▸ Testo del documento:

----------

Il “Padre nostro” di PPP e il rischio fertile della parola che non inganna, di Marco Dotti

Pasolini chiuse il secondo Episodio della tragedia Affabulazione  (1966-1970) con un celebre Padre nostro, lancinante contro-preghiera recitata dal Padre, protagonista perturbato di un dramma che ne rappresenta la parabola di genitore assassino del proprio Figlio.  Marco Dotti prende spunto da quei versi per una sua riflessione sul valore della parola: vacua e pericolosa se suono inattivo o bugiardo; luminosa e fertile, se aperta al rischio della verità.

di Marco Dotti

www.blog.vita.it – 22 ottobre 2014

«Che me ne faccio di questa persona, così ben difesa dagli imprevisti?», si chiedeva Pier Paolo Pasolini nei versi del suo Padre nostro. «La buona reputazione, ah, ah! Padre nostro che sei nei Cieli, cosa me ne faccio della buona reputazione, e del destino – che sembrava tutt’uno col mio corpo e il mio tratto – di non fare per nessuna ragione al mondo parlare di me?». Che me ne faccio di questa persona così precisa, responsabile, consapevole, educata. Di questa persona che non sbaglia mai, non cade mai: sempre sulla linea, sempre in equilibrio, il cui spirito quieto è sempre circoscritto dai margini sterili della legge?

Che me ne faccio di una persona che mai si aprirà al beau danger, al bel rischio? E il rischio altro non è che la parola. La parola data, la parola presa, la parola detta, la parola scritta. La parola che si apre alle sue conseguenze. Ma la parola di quest’uomo è inoperosa. Letteralmente: è una parola vana. Verbum otiosum, rende la versione latina di Matteo 12, 36-37.

… dico autem vobis quoniam omne verbum otiosum quod locuti fuerint homines reddent rationem de eo in die iudicii. Ex verbis enim tuis iustificaberis et ex verbis tuis condemnaberis.

Di ogni parola inutile «gli uomini renderanno conto nel giorno del giudizio. Infatti, in base alle tue parole sarai giustificato e in base alle tue parole sarai condannato». Parola vuota, verbum otiosum, abbiamo detto. Ma l’originale greco ci dice qualcosa di più. Il greco del Vangelo ricorre all’aggettivo argós, che significa senza opera, inoperoso, improduttivo«Senza utilità né per chi parla, né per chi ascolta», chiosava San Girolamo. Questa parola è quella che un tempo si sarebbe detta “senza opera né giorni”, ossia una parola che non muove in azione (alpha privativo + érgon).  Una parola che non si muta in atto basta per cadere. Non servono parole cattive. Gesù è chiaro su questo punto: ogni parola che non si tramuti in atto è malvagia.

----------

▸ Voci fornite:
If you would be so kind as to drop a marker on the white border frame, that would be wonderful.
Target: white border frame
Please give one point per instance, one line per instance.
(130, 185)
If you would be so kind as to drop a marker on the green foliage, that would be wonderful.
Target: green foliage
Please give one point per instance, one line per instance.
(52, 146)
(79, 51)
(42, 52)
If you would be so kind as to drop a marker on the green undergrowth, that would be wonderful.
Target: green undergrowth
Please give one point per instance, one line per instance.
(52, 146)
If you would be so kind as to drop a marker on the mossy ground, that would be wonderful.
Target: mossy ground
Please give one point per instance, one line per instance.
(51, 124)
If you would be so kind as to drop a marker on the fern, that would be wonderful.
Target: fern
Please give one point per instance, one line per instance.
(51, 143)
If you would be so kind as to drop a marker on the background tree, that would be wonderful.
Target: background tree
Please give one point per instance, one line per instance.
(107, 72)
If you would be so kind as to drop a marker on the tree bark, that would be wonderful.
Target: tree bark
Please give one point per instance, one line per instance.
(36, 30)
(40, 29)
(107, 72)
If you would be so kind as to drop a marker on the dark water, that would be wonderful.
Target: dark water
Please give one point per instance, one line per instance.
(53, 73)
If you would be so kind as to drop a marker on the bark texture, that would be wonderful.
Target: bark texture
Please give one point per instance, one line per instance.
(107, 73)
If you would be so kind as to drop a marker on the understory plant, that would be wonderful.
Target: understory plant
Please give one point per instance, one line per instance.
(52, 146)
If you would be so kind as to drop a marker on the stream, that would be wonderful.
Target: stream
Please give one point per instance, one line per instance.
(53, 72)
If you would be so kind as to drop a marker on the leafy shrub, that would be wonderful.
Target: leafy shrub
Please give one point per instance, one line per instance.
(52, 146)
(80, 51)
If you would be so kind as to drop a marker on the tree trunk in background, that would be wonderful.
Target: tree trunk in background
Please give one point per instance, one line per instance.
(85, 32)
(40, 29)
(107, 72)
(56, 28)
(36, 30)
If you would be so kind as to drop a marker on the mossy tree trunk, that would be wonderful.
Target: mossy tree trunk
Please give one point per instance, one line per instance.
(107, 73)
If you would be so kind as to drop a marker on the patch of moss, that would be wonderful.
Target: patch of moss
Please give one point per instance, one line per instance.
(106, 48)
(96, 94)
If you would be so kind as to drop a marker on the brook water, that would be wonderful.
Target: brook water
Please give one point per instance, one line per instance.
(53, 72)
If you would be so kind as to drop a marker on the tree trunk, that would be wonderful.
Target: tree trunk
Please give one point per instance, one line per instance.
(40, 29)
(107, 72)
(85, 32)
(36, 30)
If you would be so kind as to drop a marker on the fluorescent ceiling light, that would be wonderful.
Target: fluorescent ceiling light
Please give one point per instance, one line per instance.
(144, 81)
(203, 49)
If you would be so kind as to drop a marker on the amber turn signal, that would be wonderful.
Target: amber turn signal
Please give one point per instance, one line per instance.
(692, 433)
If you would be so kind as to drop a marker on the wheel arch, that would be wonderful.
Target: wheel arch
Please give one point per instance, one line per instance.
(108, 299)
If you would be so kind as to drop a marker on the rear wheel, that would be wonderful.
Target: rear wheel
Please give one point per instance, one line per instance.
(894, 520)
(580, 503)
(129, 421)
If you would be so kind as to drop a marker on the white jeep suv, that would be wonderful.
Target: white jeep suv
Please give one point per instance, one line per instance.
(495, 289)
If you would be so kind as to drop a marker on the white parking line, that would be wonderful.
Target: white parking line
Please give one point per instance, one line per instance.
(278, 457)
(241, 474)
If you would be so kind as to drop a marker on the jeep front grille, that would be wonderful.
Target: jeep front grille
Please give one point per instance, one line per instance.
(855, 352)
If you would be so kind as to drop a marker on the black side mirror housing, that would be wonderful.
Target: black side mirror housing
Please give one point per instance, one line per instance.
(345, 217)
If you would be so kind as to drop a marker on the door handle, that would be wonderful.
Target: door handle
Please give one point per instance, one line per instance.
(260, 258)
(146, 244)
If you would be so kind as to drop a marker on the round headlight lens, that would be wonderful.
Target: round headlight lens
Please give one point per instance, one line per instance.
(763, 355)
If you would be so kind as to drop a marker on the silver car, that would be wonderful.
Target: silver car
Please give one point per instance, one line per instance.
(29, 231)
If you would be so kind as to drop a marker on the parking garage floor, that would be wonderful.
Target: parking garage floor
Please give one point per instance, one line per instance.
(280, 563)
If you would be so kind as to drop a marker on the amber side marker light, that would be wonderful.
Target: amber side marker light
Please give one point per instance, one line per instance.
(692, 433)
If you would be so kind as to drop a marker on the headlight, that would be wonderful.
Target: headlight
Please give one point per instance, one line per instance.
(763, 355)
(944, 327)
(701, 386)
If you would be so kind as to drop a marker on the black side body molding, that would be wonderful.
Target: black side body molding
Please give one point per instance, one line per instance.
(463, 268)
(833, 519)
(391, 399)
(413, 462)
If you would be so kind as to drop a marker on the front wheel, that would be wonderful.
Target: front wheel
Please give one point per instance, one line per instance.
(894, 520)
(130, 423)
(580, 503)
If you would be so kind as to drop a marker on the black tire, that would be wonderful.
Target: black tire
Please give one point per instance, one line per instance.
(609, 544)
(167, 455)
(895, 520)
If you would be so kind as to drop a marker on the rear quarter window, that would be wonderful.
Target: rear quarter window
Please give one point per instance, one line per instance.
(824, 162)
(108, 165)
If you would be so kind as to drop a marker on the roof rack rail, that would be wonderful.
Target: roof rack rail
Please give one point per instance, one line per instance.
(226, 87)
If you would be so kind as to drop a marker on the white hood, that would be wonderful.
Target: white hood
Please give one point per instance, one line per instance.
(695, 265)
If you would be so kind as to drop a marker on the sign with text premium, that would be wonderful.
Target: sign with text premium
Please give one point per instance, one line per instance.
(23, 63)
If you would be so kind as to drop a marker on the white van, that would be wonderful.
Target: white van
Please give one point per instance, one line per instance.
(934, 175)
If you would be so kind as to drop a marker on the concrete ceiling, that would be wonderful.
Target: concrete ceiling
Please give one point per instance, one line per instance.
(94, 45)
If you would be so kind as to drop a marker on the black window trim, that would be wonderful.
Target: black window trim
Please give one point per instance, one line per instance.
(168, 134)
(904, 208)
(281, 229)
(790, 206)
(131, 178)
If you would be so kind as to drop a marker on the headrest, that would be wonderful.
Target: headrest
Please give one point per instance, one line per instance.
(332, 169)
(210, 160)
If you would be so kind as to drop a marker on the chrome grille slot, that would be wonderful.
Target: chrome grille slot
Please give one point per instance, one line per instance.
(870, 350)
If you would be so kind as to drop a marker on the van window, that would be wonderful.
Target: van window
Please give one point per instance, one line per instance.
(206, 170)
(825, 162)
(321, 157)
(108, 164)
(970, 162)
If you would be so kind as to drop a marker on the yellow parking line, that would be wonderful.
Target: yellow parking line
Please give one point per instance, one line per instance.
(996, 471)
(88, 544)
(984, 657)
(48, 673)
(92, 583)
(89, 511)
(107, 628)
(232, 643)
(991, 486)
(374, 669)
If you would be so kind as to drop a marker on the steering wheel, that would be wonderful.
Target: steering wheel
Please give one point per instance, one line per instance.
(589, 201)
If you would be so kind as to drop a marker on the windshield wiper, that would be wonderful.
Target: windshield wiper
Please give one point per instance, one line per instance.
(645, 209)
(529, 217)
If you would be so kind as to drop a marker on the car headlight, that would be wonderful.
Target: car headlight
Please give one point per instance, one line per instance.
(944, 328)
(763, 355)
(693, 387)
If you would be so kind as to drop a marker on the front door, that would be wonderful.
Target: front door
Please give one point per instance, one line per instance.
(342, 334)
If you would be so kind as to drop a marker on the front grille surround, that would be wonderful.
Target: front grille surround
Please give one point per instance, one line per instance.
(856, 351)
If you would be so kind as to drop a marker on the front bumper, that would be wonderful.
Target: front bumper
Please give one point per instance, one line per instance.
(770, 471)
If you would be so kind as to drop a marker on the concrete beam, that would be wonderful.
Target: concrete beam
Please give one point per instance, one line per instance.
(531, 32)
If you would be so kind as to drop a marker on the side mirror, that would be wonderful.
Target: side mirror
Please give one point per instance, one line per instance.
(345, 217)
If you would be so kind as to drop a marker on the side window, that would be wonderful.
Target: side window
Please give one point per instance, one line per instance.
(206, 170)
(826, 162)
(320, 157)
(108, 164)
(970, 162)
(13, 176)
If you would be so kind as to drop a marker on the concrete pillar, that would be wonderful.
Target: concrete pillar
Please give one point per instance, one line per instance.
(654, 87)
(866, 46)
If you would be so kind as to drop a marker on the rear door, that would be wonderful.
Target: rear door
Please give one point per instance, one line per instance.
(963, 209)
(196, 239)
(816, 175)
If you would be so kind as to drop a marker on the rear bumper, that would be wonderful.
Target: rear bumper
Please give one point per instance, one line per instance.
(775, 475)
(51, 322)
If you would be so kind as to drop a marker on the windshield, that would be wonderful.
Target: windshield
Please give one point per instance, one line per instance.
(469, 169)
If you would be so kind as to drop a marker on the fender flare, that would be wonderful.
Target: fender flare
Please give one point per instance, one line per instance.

----------

▸ Attività da svolgere:
[1] Riscrivi in forma più breve il paragrafo del testo sul Padre nostro di Pasolini che comincia con «Che me ne faccio di una persona che mai si aprirà», conservandone i fatti principali.
[2] Prosegui il testo sul Padre nostro di Pasolini partendo dall'ultima frase riportata.

▸ Soluzioni dell'esercizio:
[1] Non serve a nulla una persona che non si apre mai al bel rischio. Quel rischio è la parola: data, presa, detta o scritta, aperta alle sue conseguenze. La parola di quest'uomo è invece inoperosa, cioè vana: è il verbum otiosum della versione latina di Matteo 12, 36-37.

[2]
parole

Ritornano alla mente altre parole, stavolta di Martin Buber, che insegnava: «Ogni conflitto fra me e i miei simili deriva dal fatto che non dico quello che penso e non faccio quello che dico». La radice del rapporto fra verità e menzogna, che ha interessato tutta la storia della riflessione occidentale, si gioca proprio qui: sul margine incerto tra parola e azione. Si gioca sul rischio, su quell’imprevisto che la parola per sua disposizione e natura è. Un rischio che Totò – filosofo sommo – aveva ben compreso: è la parola a farci uomini o caporali. Senza questo imprevisto, senza questa apertura al rischio, la parola si consegna a un legalismo sterile. Si mette nella gabbia di ciò che Hannah Arendt chiamava «la cospirazione in pieno giorno». Un tempo, scrive la Arendt, si mentiva ai cittadini quando i cittadini non sapevano. Oggi, al contrario, si mente ai cittadini quando loro possono, almeno in linea di principio, sapere tutto. È questa menzogna assoluta, questa «esposizione assoluta alla menzogna» come la chiama Derrida, a interrogarci oggi. E forse il termine menzogna non è nemmeno adatto a descrivere questa paralisi, questo stallo dove alle parole che si ammassano su parole non conseguono azioni.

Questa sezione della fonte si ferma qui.